# Mops



## dogger99 (Jan 18, 2009)

MOPS.ca is offering us a shopping weekend! 

A 10% discount off everything!

The Shopping Day will start on April 5th and run through to April 8th.
Just submit your order during that time and enter the coupon code ECAS to claim the discount.


----------



## Dan Cole (Dec 9, 2010)

*Shopping Day*

This shopping day was arranged for the members of the East Coast Aquarium Society (ECAS) but if there is interest we can arrange one for the members of the GTAAquaria forums.

For those not familiar with our shopping days, we set up a discount coupon code for members of a particular forum or club entitling the members to 10% OFF most items on the site. A few items are excluded, where the manufacturers don't permit us to do this, but for the most part you can enjoy 10% OFF anything you purchase from us on the shopping day.

If you'd like to see us host a shopping day for the members of the gtaaquaria, post here to let us know. If there is sufficient interest we'll make it happen.


----------



## rickcasa (Dec 7, 2011)

I've had a full MOPS shopping cart for weeks now and was hoping MOPS would offer free shipping at some point. JLAquatics does and I've got a cart there too. 10% off may be a good enough deal for me to pull the trigger. Count me in.


----------



## goby_dude (Sep 18, 2012)

Aww man, I just placed an order yesterday!


----------



## darthvictor (Aug 16, 2011)

I've got a list of stuff I want to get in cart already


----------



## darthvictor (Aug 16, 2011)

All the sudden the price for all my items has jet up from yesterday...

0.5" flexible ball socket joint tubing was $5.07 now $5.31
black diamond carbon3.65l was $19.99 now $26.12...
even those plumping parts and hose clamps has more than 15% increase..

only the filter sock's price stay the same...


----------



## Dan Cole (Dec 9, 2010)

■ ■ ■ ■ ■ ■ ■

■ **Job 1**: Recast the lines of the listing as a numbered list, beginning with the line containing "the metal ejector" and ending at the last line of the listing, and omit any blank lines.
The listing has no connection to the forum thread above it.

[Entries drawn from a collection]

■ ■ ■ ■ ■ ■ ■

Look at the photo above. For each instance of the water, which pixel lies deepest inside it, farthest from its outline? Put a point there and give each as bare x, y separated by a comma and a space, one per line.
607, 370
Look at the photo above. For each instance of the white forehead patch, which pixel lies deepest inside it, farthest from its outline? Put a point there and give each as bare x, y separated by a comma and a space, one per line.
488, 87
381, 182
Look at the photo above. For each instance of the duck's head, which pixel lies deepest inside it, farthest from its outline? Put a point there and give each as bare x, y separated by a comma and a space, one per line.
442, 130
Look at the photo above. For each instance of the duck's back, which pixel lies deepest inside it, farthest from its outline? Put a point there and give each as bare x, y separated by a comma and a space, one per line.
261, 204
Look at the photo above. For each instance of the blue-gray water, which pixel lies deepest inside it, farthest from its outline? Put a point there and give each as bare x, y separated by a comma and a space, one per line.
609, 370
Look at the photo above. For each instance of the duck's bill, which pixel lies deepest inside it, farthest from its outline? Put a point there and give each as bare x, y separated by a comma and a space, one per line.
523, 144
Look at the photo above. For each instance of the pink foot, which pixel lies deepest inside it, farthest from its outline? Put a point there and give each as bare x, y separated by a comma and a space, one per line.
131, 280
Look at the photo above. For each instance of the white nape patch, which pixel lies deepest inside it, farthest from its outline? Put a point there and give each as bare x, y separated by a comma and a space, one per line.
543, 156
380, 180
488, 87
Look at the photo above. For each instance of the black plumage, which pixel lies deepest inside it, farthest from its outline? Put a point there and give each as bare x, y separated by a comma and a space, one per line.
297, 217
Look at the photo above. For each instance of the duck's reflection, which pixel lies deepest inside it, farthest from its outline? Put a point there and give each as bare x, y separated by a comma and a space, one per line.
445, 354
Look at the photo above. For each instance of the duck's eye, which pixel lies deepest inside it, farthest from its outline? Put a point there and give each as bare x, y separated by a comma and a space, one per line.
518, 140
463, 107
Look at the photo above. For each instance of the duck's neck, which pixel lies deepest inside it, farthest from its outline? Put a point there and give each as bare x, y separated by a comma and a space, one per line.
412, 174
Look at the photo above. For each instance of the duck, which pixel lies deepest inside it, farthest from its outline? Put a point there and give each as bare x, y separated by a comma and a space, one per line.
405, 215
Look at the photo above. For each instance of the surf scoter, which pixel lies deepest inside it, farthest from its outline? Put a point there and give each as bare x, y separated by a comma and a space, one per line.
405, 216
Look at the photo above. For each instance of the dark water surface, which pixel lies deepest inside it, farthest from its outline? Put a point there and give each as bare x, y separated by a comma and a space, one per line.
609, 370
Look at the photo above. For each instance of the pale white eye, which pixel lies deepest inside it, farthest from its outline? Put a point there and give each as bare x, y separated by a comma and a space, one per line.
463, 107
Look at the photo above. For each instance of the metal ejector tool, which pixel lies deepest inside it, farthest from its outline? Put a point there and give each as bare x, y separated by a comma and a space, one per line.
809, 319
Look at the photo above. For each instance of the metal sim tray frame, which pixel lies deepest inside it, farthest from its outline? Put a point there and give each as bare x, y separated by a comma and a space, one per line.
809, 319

■ ■ ■ ■ ■ ■ ■

■ **Job 2**: Continue the forum thread about the MOPS shopping day from its final line.

■ **Exercise answer 1**:
1. Look at the photo above. For each instance of the metal ejector tool, which pixel lies deepest inside it, farthest from its outline? Put a point there and give each as bare x, y separated by a comma and a space, one per line.
2. 809, 319
3. Look at the photo above. For each instance of the metal sim tray frame, which pixel lies deepest inside it, farthest from its outline? Put a point there and give each as bare x, y separated by a comma and a space, one per line.
4. 809, 319

■ **Exercise answer 2**:
*Price Changes*

You have a keen eye...we recently updated our pricing model to catch up on some changes in currencies, etc. Most of it went as planned by a few items got a little out of whack...like the Black Diamond carbon which I have since adjusted. The plumbing parts that you referred to were part of a planned change...we had a ridiculously low mark up on those items under a dollar so we sorted those out while we were at it. Some of the items like the filter socks you mentioned are purchased in Canada so they weren't adjusted at all. If you see anything else that looks way off the mark please let me know and I'll have a look at it. Our intention here is to just catch up on some currency issues. Our basic pricing model is as it has always been -- one that we think is both fair and reasonable to both ourselves and our customers.


----------



## solarz (Aug 31, 2010)

Any chance for a new promo soon? I'm looking at a 230+$ cart and 10% off would be really nice.


----------



## Dan Cole (Dec 9, 2010)

*Promo Codes*

There is a current promotion for those who attended the GTA Aquaria BBQ...you might want to chat one of those folks up....I don't have anything else planned for GTA Aquaria at the moment.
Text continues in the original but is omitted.